● What the task requires
With the line containing "Put a point on the man's shoe, one" as the final line, restate exactly every line of the data below from the first one onward, and copy no pictures.

Stored data
*** Block opens ***
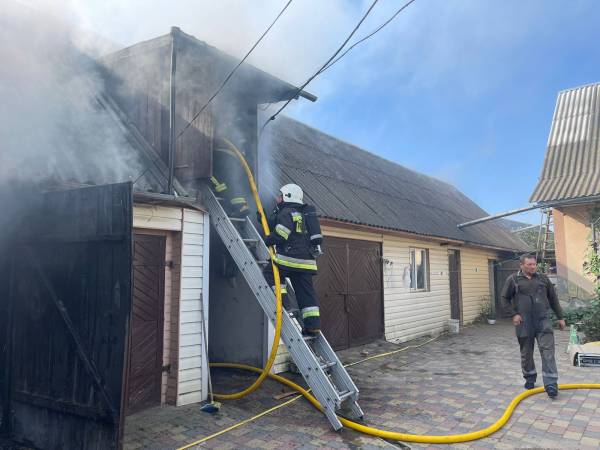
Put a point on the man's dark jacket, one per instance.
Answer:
(531, 299)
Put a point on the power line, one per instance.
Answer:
(316, 74)
(377, 30)
(234, 70)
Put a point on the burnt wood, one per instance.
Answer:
(70, 296)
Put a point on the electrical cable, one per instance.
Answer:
(226, 80)
(379, 28)
(316, 74)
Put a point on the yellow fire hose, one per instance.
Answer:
(267, 369)
(391, 435)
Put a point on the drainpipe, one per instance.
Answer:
(172, 93)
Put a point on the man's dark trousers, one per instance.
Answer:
(543, 333)
(306, 295)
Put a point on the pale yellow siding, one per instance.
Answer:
(192, 359)
(409, 314)
(475, 280)
(157, 217)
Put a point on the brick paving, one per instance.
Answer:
(456, 384)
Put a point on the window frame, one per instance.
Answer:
(413, 269)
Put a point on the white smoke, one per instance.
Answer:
(51, 124)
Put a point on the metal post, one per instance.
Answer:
(172, 94)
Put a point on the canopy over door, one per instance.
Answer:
(69, 305)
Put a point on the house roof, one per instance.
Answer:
(248, 78)
(349, 184)
(572, 164)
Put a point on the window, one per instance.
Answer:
(419, 269)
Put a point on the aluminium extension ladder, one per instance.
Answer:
(314, 357)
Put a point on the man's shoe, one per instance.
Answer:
(310, 332)
(552, 390)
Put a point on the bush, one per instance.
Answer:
(572, 316)
(485, 310)
(591, 322)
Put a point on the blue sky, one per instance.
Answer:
(463, 90)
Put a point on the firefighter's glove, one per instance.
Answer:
(316, 251)
(270, 240)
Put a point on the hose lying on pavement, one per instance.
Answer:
(407, 437)
(391, 435)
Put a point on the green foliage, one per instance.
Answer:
(591, 318)
(591, 322)
(572, 316)
(485, 310)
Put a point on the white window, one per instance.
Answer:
(419, 269)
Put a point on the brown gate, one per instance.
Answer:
(455, 284)
(350, 289)
(145, 371)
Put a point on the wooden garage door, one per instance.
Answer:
(145, 371)
(350, 290)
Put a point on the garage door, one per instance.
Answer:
(145, 371)
(350, 289)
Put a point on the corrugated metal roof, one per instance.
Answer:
(350, 184)
(572, 164)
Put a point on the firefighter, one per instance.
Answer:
(296, 234)
(227, 182)
(528, 295)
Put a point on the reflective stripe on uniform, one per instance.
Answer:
(219, 187)
(238, 201)
(311, 311)
(283, 289)
(297, 218)
(296, 263)
(282, 231)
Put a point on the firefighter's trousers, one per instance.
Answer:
(545, 339)
(307, 299)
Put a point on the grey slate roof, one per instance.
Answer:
(352, 185)
(572, 164)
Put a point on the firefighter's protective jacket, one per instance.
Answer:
(290, 235)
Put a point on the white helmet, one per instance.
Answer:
(292, 193)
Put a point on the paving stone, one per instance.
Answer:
(453, 385)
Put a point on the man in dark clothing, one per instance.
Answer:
(295, 233)
(528, 295)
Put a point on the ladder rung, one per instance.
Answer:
(328, 365)
(345, 394)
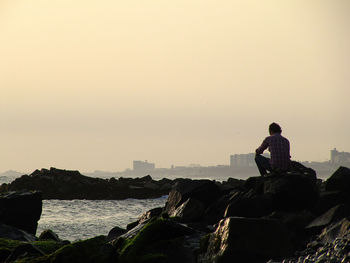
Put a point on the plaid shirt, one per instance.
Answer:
(279, 150)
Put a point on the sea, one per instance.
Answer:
(81, 219)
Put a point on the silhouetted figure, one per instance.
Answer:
(279, 149)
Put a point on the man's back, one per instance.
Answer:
(279, 149)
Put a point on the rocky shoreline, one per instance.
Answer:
(67, 185)
(292, 217)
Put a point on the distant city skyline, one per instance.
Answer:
(94, 85)
(144, 165)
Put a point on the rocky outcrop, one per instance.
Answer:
(245, 239)
(63, 184)
(21, 210)
(287, 217)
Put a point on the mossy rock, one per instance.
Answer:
(161, 240)
(92, 250)
(8, 247)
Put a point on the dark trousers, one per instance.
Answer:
(263, 164)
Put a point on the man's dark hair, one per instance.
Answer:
(275, 128)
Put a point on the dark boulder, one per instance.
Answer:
(48, 234)
(329, 199)
(249, 204)
(13, 233)
(21, 210)
(339, 181)
(332, 215)
(115, 232)
(335, 230)
(160, 240)
(205, 191)
(191, 210)
(245, 239)
(67, 185)
(155, 212)
(292, 191)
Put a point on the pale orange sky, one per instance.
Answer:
(94, 85)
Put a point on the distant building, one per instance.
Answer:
(339, 158)
(143, 166)
(243, 160)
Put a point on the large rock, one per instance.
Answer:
(13, 233)
(332, 215)
(21, 210)
(190, 211)
(339, 181)
(338, 229)
(329, 199)
(65, 184)
(160, 240)
(292, 191)
(243, 240)
(249, 204)
(204, 191)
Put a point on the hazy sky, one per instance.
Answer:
(93, 84)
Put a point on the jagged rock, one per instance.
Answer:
(13, 233)
(115, 232)
(335, 230)
(24, 250)
(339, 181)
(48, 234)
(67, 185)
(332, 215)
(21, 210)
(231, 184)
(204, 191)
(292, 191)
(249, 204)
(243, 239)
(190, 211)
(160, 240)
(329, 199)
(150, 214)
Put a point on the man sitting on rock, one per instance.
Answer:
(279, 152)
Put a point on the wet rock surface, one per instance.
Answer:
(284, 217)
(66, 185)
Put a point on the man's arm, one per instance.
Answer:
(262, 147)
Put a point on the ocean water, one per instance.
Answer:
(82, 219)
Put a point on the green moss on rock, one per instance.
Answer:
(157, 242)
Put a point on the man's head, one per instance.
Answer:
(274, 128)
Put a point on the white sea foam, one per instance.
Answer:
(81, 219)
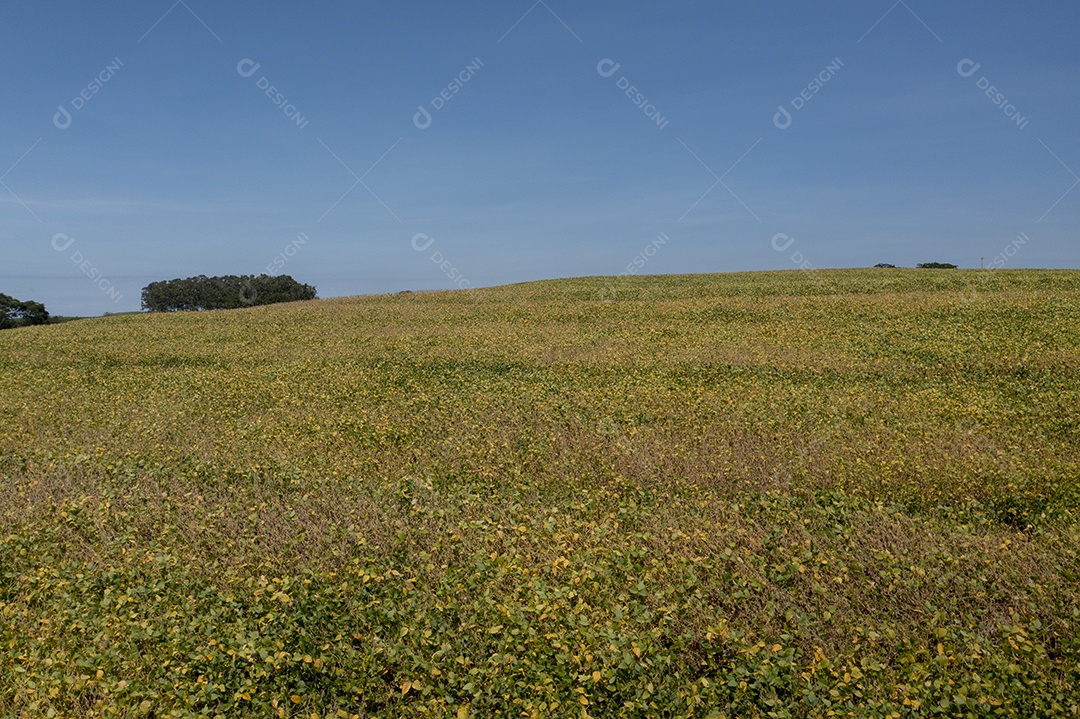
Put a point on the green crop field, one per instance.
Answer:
(848, 492)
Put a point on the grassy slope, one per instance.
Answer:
(793, 492)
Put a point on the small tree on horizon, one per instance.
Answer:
(17, 313)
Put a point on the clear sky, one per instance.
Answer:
(378, 146)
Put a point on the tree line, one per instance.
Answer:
(18, 313)
(224, 293)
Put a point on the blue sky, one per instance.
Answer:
(138, 140)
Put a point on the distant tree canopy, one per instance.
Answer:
(16, 313)
(226, 293)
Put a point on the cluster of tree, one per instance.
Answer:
(225, 293)
(16, 313)
(922, 266)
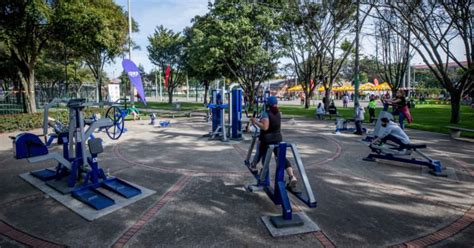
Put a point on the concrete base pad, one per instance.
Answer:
(82, 209)
(307, 227)
(447, 173)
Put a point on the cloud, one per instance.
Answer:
(149, 14)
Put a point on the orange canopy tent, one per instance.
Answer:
(296, 88)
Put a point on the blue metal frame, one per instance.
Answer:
(435, 165)
(278, 193)
(236, 131)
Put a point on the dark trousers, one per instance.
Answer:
(371, 114)
(263, 153)
(358, 126)
(393, 139)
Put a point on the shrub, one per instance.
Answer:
(24, 122)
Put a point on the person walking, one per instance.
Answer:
(270, 134)
(372, 105)
(359, 118)
(320, 112)
(345, 100)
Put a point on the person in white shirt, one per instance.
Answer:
(320, 111)
(359, 118)
(392, 132)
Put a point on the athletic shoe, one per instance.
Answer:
(292, 182)
(253, 167)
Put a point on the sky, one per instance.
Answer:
(177, 14)
(172, 14)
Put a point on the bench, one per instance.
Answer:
(455, 132)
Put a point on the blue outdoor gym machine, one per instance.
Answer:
(77, 171)
(393, 152)
(279, 192)
(218, 106)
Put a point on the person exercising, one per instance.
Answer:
(392, 132)
(270, 134)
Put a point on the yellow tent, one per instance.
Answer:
(383, 86)
(367, 87)
(344, 87)
(295, 88)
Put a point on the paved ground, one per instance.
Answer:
(201, 201)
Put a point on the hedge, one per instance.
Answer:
(24, 122)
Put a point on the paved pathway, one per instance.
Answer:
(200, 200)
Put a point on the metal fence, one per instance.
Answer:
(11, 102)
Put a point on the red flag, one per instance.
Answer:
(376, 82)
(167, 75)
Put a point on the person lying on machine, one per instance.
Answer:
(391, 131)
(270, 134)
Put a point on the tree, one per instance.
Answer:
(97, 30)
(243, 36)
(436, 27)
(298, 46)
(166, 49)
(201, 59)
(394, 51)
(26, 27)
(328, 25)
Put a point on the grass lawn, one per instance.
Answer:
(426, 117)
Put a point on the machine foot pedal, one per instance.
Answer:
(44, 174)
(93, 198)
(279, 222)
(121, 187)
(369, 159)
(438, 174)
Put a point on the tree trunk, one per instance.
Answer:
(455, 107)
(307, 101)
(170, 95)
(99, 85)
(327, 95)
(206, 90)
(28, 83)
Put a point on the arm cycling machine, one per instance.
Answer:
(394, 153)
(77, 171)
(279, 192)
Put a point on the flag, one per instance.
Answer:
(135, 78)
(167, 75)
(376, 82)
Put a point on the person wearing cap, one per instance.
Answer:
(270, 134)
(392, 132)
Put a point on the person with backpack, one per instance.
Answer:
(270, 134)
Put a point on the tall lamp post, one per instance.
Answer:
(132, 91)
(356, 62)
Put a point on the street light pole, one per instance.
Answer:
(132, 91)
(356, 62)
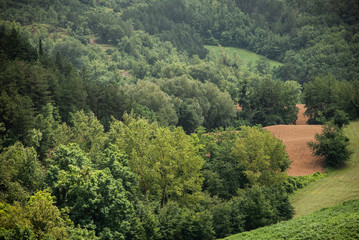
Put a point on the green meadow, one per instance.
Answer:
(246, 56)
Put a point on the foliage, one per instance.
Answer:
(21, 173)
(96, 198)
(39, 219)
(332, 145)
(236, 160)
(271, 102)
(166, 162)
(339, 222)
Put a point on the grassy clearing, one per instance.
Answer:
(339, 186)
(339, 222)
(245, 55)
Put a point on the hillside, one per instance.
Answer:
(340, 185)
(248, 57)
(339, 222)
(109, 113)
(295, 138)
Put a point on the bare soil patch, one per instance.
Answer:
(295, 137)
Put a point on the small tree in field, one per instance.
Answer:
(332, 145)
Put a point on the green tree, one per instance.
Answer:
(97, 198)
(150, 95)
(321, 97)
(21, 173)
(263, 157)
(332, 145)
(166, 162)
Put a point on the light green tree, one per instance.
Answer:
(166, 162)
(262, 155)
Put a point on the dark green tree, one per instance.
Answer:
(331, 144)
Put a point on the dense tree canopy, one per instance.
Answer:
(114, 119)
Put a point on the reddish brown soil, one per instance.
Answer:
(296, 137)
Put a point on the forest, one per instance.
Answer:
(116, 124)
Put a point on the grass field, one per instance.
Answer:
(339, 222)
(245, 55)
(339, 186)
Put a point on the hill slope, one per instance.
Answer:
(296, 137)
(246, 56)
(339, 222)
(339, 186)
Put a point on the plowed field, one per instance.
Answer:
(296, 137)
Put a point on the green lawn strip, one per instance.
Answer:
(339, 186)
(339, 222)
(245, 55)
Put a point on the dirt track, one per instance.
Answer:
(295, 137)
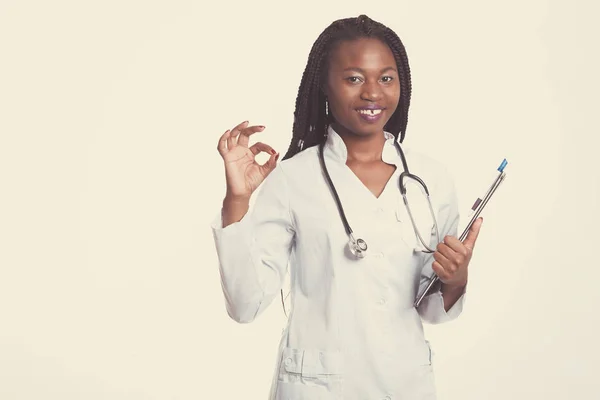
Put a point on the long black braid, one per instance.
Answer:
(310, 117)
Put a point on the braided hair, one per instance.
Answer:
(311, 117)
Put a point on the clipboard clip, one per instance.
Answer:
(475, 210)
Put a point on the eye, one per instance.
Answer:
(353, 79)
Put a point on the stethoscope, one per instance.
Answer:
(358, 247)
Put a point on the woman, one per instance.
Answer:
(353, 332)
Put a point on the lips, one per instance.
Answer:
(370, 113)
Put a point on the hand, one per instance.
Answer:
(452, 258)
(242, 173)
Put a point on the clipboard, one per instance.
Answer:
(477, 208)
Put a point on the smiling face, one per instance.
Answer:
(362, 86)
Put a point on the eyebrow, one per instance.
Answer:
(362, 71)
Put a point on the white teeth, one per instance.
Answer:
(370, 112)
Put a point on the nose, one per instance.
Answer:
(371, 91)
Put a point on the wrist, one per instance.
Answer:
(231, 199)
(453, 288)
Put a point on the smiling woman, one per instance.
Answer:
(353, 332)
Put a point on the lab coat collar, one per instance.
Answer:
(337, 148)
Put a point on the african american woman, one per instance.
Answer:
(354, 330)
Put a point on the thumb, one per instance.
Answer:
(469, 241)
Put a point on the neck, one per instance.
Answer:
(362, 148)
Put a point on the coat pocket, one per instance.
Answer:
(309, 374)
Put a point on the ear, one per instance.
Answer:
(324, 89)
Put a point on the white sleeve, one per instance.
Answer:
(254, 252)
(432, 308)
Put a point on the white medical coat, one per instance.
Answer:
(353, 332)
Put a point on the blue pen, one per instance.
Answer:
(476, 209)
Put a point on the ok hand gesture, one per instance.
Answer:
(242, 173)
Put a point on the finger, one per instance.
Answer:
(235, 133)
(261, 147)
(270, 164)
(246, 132)
(440, 271)
(469, 241)
(457, 246)
(222, 145)
(442, 260)
(447, 252)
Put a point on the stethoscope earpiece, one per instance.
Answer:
(358, 247)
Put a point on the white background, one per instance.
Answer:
(109, 118)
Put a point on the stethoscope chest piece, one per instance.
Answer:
(358, 247)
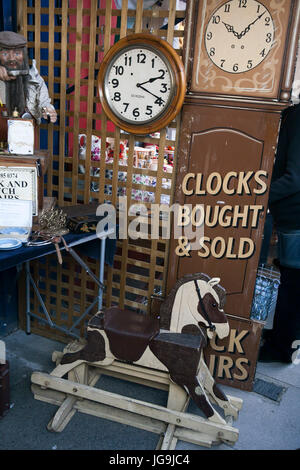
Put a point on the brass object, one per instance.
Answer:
(53, 222)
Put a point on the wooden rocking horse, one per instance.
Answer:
(131, 345)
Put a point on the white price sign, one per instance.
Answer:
(19, 183)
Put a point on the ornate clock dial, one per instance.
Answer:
(141, 83)
(138, 84)
(239, 35)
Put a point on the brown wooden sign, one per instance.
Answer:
(224, 168)
(232, 360)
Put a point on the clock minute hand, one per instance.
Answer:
(151, 80)
(150, 92)
(230, 29)
(249, 25)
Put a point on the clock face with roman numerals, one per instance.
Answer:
(239, 35)
(141, 83)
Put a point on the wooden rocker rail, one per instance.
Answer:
(133, 347)
(171, 425)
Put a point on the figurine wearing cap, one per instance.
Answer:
(21, 87)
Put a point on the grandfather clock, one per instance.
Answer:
(240, 59)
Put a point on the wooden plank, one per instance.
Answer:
(139, 16)
(50, 81)
(62, 98)
(89, 130)
(150, 410)
(123, 28)
(171, 21)
(77, 99)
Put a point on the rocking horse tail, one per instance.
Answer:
(196, 392)
(93, 351)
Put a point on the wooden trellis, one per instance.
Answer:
(68, 40)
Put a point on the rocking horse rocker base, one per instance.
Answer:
(131, 346)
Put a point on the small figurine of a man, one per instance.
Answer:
(22, 89)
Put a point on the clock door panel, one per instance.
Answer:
(224, 151)
(230, 59)
(236, 145)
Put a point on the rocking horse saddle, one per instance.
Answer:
(129, 333)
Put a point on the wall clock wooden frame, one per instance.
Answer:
(271, 79)
(177, 82)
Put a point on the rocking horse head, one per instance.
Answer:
(199, 300)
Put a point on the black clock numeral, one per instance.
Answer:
(149, 110)
(159, 101)
(141, 58)
(267, 21)
(216, 19)
(119, 69)
(128, 61)
(117, 96)
(269, 37)
(263, 53)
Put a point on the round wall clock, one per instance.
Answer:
(141, 84)
(239, 35)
*** Block closes ***
● Response
Put a point on the man's dark jacket, one per instance.
Answer:
(531, 299)
Put a point on the power line, one per instance.
Answer:
(316, 74)
(377, 30)
(234, 70)
Put a point on the burnt wood, one per instance.
Answer:
(70, 296)
Put a point on the electrical cable, one per instance.
Answer:
(226, 80)
(379, 28)
(316, 74)
Put a point on the yellow fire hose, one per instance.
Answer:
(267, 369)
(391, 435)
Put a point on the drainpipe, one per instance.
Answer:
(172, 93)
Put a point on the man's dark trousers, one per instance.
Answer:
(543, 333)
(306, 295)
Put a point on the pale yellow siding, one per instance.
Answer:
(192, 359)
(409, 314)
(475, 280)
(157, 217)
Put a point on the brick paving, one per instance.
Answer:
(456, 384)
Put a point on the window frame, one per instance.
Answer:
(413, 269)
Put a point on the white smoke, one per instance.
Answer:
(51, 124)
Put a point on the metal post, one per instance.
Answer:
(172, 94)
Put a point on the canopy over door, one per instance.
Answer:
(69, 305)
Put a point on the house roof, one per instance.
Answer:
(248, 78)
(349, 184)
(572, 164)
Put a point on the window, one per instance.
Answer:
(419, 269)
Put a point on the aluminium extension ladder, one per instance.
Answer:
(314, 357)
Put a point on the man's shoe, one per instance.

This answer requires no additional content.